__Enunciado da tarefa__: No texto sobre o jogador Agostinho Marques Pião, explique por que motivo o Sporting cortou relações com o Beira Mar durante 16 anos.

__Fonte__:

Agostinho Marques Pião tem 75 anos e nasceu Lisboa (1923).
Conhecido pelas gentes da cidade pelo "Malabarista", foi considerado o
melhor jogador de todos os tempos do Beira Mar. Sente-se aveirense e
torce sempre, em primeiro lugar, pelo Beira Mar; e, só depois, pelo
Sporting. É a história de um homem que afirma ter nascido com talento
para jogar. O primeiro jogador profissional da equipa aveirense conta
como foram os anos que dedicou ao futebol.
Começou o seu percurso futebolístico com 16 anos, no
Desportivo dos Olivais, onde jogou durante três épocas. Depois, foi para
o Sporting, que pagou pela sua transferência 10 contos. «Na altura era
muito dinheiro!». Vestiu a camisola dos "leões" durante dois anos e,
depois, foi emprestado, em 1946, ao Beira Mar que nunca o comprou, mas
que também «nunca mais me deixou sair. E ainda bem! Foi em Aveiro que
conheci a minha Joana: a mulher mais bonita da cidade, com quem casei,
há 50 anos. Tivemos filhos e netos; tenho uma vida muito agradável e uma
família muito bonita». Por causa do Beira Mar nunca o ter deixado sair,
o Sporting cortou relações com aquele clube, durante 16 anos.
No Sporting teve grandes treinadores como o Joaquim Ferreira, o mestre
Cândido de Oliveira
−
considerado o melhor treinador do mundo
−,
entre outros. No Beira Mar, conheceu homens de grande talento como Viriato, Artur
Baeta e Artur Daniel.
É um homem feliz e orgulhoso de uma carreira que assume ter sido brilhante. Jogou até aos 30
anos que diz terem sido «os melhores anos da minha vida. Tínhamos uma
equipa muito unida, havia muita camaradagem e fazíamos muitas malandrices...»
Dos momentos que mais o marcaram salienta a vitória contra o Viena de Áustria e não
esconde o orgulho de ter feito parte «do melhor plantel que o Beira Mar
já teve. Era uma equipa muito forte.» Não esquece os seus companheiros e
fala, com muito carinho, de alguns homens, também, eles com muito jeito
para a bola, como o Magalhães, o Barreto, o Adolfo, o Augusto... No Beira
Mar ganhou muito dinheiro, mas «era muito gastador. Gastei quase tudo.»
Deixou de jogar no Beira Mar, porque «já não podia.
Estava cansado e, fui para o Bustos como jogador-treinador. Eles pagavam
em géneros: sacos de batatas, pipas de vinho, eu sei lá! Davam-me tudo.»

__Dados registados__:
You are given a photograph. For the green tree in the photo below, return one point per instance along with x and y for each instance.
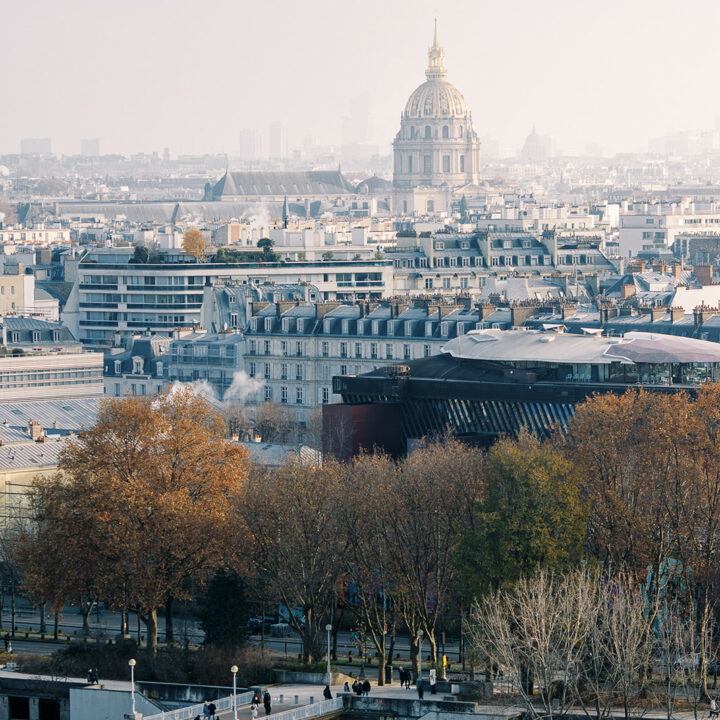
(532, 515)
(222, 610)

__Resposta ao exercício__: O Sporting cortou relações porque o Beira Mar nunca deixou Agostinho Marques Pião sair. O Sporting tinha-o emprestado ao Beira Mar em 1946. Este clube nunca o comprou, mas também nunca mais o deixou voltar.